*** DATASET EXTRACT ***

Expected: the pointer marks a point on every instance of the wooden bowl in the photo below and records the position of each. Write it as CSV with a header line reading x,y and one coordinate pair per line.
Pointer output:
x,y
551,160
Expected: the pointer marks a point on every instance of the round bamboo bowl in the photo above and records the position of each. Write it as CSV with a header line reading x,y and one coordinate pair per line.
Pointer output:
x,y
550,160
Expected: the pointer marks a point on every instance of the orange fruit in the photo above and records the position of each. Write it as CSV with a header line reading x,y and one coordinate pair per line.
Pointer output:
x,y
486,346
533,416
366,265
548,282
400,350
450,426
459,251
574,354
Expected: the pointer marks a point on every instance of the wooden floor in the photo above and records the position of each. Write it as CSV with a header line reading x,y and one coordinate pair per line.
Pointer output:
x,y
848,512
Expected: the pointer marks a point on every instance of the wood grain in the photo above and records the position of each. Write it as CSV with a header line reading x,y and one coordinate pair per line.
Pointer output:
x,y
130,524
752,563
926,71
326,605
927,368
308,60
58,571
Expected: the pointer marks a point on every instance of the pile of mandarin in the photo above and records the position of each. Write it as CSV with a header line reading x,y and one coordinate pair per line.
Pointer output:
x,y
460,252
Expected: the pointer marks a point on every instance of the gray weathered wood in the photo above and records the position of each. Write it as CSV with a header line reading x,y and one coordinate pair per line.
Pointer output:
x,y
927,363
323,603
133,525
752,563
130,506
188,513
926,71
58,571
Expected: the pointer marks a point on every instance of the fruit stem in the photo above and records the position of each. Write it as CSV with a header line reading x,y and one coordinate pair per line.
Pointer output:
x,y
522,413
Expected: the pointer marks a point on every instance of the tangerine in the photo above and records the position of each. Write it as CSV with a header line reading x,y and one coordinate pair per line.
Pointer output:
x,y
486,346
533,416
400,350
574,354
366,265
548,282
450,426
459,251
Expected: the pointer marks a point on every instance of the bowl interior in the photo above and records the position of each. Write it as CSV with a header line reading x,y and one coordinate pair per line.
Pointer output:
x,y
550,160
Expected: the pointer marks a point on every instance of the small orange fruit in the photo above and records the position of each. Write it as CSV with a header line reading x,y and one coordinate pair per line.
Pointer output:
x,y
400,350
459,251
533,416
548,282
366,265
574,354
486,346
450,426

*** End of DATASET EXTRACT ***

Every line in the records above that contains the word "orange" is to be copied out.

### RESULT FOR THIS TASK:
Expected: the pointer marks a point on every instance of the orange fruit in the photo above and records the position of each. Write it as CSV with a header line reading x,y and one coordinate pair per line.
Expected: the pointer marks a point on every instance of the small orange fruit in the photo above and records the position of each. Write it as CSV with a header line reading x,y and one coordinate pair per line.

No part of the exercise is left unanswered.